# START OF Data for processing

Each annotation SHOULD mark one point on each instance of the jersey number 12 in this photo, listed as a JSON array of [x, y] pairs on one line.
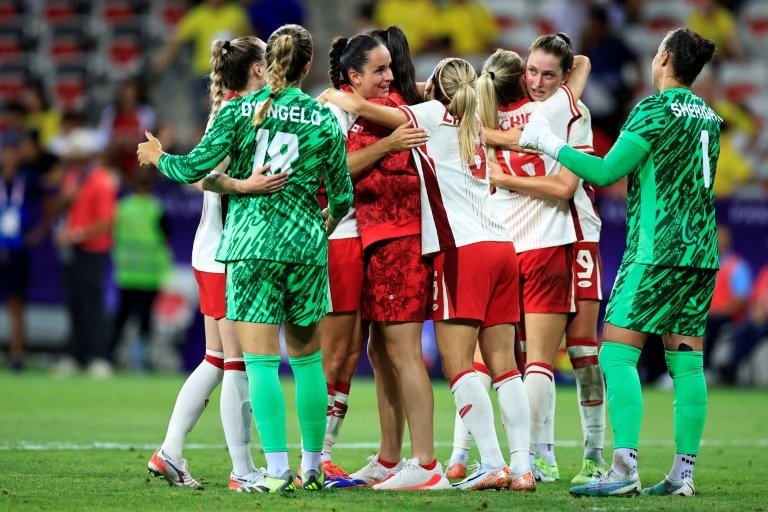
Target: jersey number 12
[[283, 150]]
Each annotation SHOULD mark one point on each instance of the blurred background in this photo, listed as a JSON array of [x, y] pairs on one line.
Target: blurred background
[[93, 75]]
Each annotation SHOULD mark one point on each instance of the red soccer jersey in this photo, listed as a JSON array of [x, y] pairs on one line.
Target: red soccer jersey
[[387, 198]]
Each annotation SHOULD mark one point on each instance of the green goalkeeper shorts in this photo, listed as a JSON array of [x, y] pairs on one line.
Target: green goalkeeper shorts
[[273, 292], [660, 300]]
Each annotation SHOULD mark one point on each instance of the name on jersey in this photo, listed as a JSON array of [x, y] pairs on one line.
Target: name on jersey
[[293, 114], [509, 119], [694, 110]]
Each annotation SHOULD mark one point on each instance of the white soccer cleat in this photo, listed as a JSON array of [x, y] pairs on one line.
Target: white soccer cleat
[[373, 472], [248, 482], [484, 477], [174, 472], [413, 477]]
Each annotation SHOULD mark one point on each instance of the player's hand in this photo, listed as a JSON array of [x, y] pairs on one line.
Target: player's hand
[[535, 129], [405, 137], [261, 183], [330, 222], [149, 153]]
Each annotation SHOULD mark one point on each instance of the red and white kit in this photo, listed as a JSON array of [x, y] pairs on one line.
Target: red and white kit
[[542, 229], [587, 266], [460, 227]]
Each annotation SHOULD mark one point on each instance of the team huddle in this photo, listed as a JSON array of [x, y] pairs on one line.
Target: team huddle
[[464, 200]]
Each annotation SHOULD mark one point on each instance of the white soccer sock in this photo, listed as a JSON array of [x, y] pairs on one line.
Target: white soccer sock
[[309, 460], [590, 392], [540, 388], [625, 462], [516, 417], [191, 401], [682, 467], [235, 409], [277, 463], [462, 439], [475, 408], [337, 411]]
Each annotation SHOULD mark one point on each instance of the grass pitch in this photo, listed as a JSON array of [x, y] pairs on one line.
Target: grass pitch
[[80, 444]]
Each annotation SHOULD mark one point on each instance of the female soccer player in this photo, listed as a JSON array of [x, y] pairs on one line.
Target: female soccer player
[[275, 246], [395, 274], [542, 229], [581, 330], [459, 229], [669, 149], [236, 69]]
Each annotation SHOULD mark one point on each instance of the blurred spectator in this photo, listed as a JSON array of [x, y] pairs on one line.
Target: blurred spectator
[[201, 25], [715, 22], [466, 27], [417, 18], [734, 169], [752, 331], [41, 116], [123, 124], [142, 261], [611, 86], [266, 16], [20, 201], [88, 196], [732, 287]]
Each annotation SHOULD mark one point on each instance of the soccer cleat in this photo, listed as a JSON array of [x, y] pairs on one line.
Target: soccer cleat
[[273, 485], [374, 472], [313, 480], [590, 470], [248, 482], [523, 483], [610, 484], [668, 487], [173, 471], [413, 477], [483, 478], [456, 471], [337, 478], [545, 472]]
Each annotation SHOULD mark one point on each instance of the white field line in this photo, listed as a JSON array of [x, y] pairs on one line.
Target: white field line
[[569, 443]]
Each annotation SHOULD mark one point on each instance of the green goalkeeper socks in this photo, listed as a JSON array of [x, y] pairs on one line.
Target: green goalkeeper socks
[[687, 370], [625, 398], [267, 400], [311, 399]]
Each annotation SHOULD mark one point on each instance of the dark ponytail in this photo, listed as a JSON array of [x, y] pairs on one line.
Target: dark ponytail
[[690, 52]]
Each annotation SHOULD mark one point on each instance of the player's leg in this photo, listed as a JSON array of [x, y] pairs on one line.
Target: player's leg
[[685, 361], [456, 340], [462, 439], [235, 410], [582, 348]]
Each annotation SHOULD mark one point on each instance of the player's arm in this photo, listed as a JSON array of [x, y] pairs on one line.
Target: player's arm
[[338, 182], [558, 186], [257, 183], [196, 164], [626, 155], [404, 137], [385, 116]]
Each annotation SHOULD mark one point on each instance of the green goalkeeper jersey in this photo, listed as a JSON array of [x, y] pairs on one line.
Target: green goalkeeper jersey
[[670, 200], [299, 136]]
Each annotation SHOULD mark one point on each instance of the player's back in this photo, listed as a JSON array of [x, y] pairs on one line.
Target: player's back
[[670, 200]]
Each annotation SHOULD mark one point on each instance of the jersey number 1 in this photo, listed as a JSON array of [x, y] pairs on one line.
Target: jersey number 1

# END OF Data for processing

**Directions for this task**: Copy out the lines above word for word, starting at the line containing "the red and" and ending at the line containing "[[464, 200]]", both included.

**Solved exercise**:
Each annotation SHOULD mark one point on each instance of the red and white kit in this photo, listed as a JSON array of [x, y] pairs on one line.
Target: red and white kit
[[542, 229], [587, 266], [460, 227]]
Each annotation SHOULD mark one point on each instance of the team huddle in this photo, listed as a JSON array of [x, y] pairs on one line.
Target: team huddle
[[464, 200]]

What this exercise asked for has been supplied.